* Short problem a
Change "CONFIG_NET_CDEV" to "CONFIG_NET_CHARDEV" in the patch description between "This is conditionalized" and "can easily manage.", inclusive, and write out that passage with the change made.
=== Text extract ===
On Fri, Oct 09, 2009 at 09:00:01AM -0500, Narendra K wrote:
> On Fri, Oct 09, 2009 at 07:12:07PM +0530, K, Narendra wrote:
> > > example udev config:
> > > SUBSYSTEM=="net",
> > SYMLINK+="net/by-mac/$sysfs{ifindex}.$sysfs{address}"
> > 
> > work as well.  But coupling the ifindex to the MAC address like this
> > doesn't work.  (In general, coupling any two unrelated attributes when
> > trying to do persistent names doesn't work.)
> > 
> Attaching the latest patch incorporating review comments.

Same patch, rebased to linux-next.

By creating character devices for every network device, we can use
udev to maintain alternate naming policies for devices, including
additional names for the same device, without interfering with the
name that the kernel assigns a device.

This is conditionalized on CONFIG_NET_CDEV.  If enabled (the default),
device nodes will automatically be created in /dev/netdev/ for each
network device.  (/dev/net/ is already populated by the tun device.)

These device nodes are not functional at the moment - open() returns
-ENOSYS.  Their only purpose is to provide userspace with a kernel
name to ifindex mapping, in a form that udev can easily manage.

Signed-off-by: Jordan Hargrave <Jordan_Hargrave@dell.com>
Signed-off-by: Narendra K <Narendra_K@dell.com>
Signed-off-by: Matt Domsch <Matt_Domsch@dell.com>

---
 include/linux/netdevice.h |    4 ++++
 net/Kconfig               |   10 ++++++++++
 net/core/Makefile         |    1 +
 net/core/cdev.c           |   42 ++++++++++++++++++++++++++++++++++++++++++
 net/core/cdev.h           |   13 +++++++++++++
 net/core/dev.c            |   10 ++++++++++
 net/core/net-sysfs.c      |   13 +++++++++++++
 7 files changed, 93 insertions(+), 0 deletions(-)
=== Input rows ===
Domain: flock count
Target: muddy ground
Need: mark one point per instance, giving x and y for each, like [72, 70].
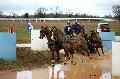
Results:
[32, 60]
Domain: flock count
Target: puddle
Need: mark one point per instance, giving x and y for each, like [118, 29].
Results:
[79, 71]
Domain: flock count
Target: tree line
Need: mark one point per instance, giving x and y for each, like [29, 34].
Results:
[57, 13]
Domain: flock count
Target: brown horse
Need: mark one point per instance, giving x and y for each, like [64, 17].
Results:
[96, 40]
[69, 43]
[52, 44]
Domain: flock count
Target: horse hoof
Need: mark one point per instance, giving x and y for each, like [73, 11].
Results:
[52, 65]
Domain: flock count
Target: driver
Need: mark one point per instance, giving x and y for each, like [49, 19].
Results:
[67, 29]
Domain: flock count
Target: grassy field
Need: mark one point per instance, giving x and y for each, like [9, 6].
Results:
[26, 59]
[24, 37]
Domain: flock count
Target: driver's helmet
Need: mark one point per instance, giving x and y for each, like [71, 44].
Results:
[45, 27]
[68, 22]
===
* Short problem b
Quote all of the stored data records above line for line and word for word, omitting the pictures.

* Output a
This is conditionalized on CONFIG_NET_CHARDEV.  If enabled (the default),
device nodes will automatically be created in /dev/netdev/ for each
network device.  (/dev/net/ is already populated by the tun device.)

These device nodes are not functional at the moment - open() returns
-ENOSYS.  Their only purpose is to provide userspace with a kernel
name to ifindex mapping, in a form that udev can easily manage.

* Output b
Domain: flock count
Target: muddy ground
Need: mark one point per instance, giving x and y for each, like [72, 70].
Results:
[32, 60]
Domain: flock count
Target: puddle
Need: mark one point per instance, giving x and y for each, like [118, 29].
Results:
[79, 71]
Domain: flock count
Target: tree line
Need: mark one point per instance, giving x and y for each, like [29, 34].
Results:
[57, 13]
Domain: flock count
Target: brown horse
Need: mark one point per instance, giving x and y for each, like [64, 17].
Results:
[96, 40]
[69, 43]
[52, 44]
Domain: flock count
Target: horse hoof
Need: mark one point per instance, giving x and y for each, like [73, 11].
Results:
[52, 65]
Domain: flock count
Target: driver
Need: mark one point per instance, giving x and y for each, like [49, 19].
Results:
[67, 29]
Domain: flock count
Target: grassy field
Need: mark one point per instance, giving x and y for each, like [9, 6].
Results:
[26, 59]
[24, 37]
Domain: flock count
Target: driver's helmet
Need: mark one point per instance, giving x and y for each, like [71, 44].
Results:
[45, 27]
[68, 22]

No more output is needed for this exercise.